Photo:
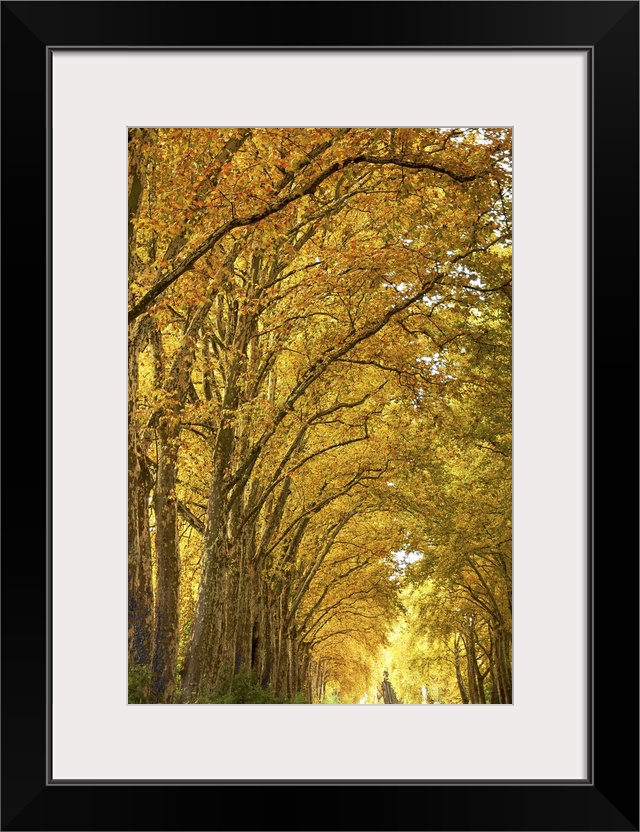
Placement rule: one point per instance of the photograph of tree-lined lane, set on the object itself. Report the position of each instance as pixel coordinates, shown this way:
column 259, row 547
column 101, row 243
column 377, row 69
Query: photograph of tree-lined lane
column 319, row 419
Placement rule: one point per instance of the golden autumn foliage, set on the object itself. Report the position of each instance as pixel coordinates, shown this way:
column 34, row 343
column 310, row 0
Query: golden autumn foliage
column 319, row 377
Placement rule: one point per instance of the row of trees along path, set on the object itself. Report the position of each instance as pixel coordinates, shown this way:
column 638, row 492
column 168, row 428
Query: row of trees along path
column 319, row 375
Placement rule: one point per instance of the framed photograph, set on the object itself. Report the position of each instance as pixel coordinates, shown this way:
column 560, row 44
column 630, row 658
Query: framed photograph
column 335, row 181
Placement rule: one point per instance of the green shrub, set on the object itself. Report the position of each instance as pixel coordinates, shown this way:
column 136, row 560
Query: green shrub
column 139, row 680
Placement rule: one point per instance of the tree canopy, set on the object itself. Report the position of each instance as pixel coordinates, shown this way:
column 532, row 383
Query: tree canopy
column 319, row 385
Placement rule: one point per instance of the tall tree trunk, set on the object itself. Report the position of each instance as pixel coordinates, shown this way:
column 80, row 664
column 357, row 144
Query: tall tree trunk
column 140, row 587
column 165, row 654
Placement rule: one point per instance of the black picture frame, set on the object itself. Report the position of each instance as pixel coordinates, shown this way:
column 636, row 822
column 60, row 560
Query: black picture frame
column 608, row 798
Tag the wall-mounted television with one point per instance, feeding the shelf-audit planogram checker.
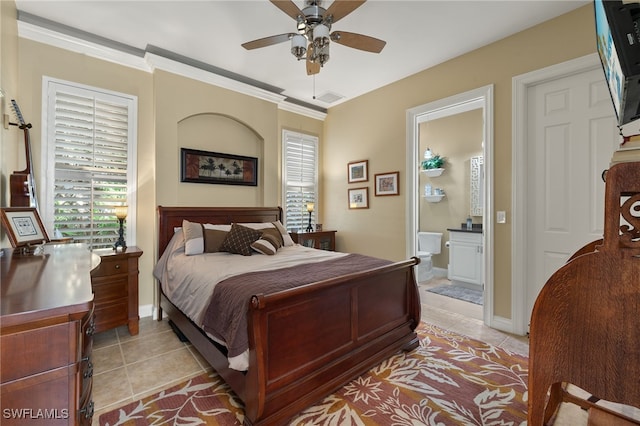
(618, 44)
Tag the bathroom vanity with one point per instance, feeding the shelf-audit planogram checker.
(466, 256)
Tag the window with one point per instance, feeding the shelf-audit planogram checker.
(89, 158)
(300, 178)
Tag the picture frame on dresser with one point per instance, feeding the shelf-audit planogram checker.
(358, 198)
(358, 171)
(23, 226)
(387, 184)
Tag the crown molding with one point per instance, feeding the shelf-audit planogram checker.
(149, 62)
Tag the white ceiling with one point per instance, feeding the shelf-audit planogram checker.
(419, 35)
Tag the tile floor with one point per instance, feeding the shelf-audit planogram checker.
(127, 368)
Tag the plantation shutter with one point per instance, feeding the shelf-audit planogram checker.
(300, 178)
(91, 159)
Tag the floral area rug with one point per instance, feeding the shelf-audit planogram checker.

------------------------------------------------------------------------

Without any pictures, output exactly the lines from the start of the material through the line that contains "column 310, row 0", and only those.

Photo:
Placement rule: one point per instance of the photograph of tree-lined lane, set on the object itself. Report the position of each instance as pixel coordinates, shown this way:
column 259, row 547
column 101, row 243
column 377, row 69
Query: photograph of tree-lined lane
column 319, row 419
Placement rule: one point per instance of the golden autumn foliage, set on the object itself. Report the position of each instance as pixel coordinates, shown this way:
column 34, row 343
column 310, row 0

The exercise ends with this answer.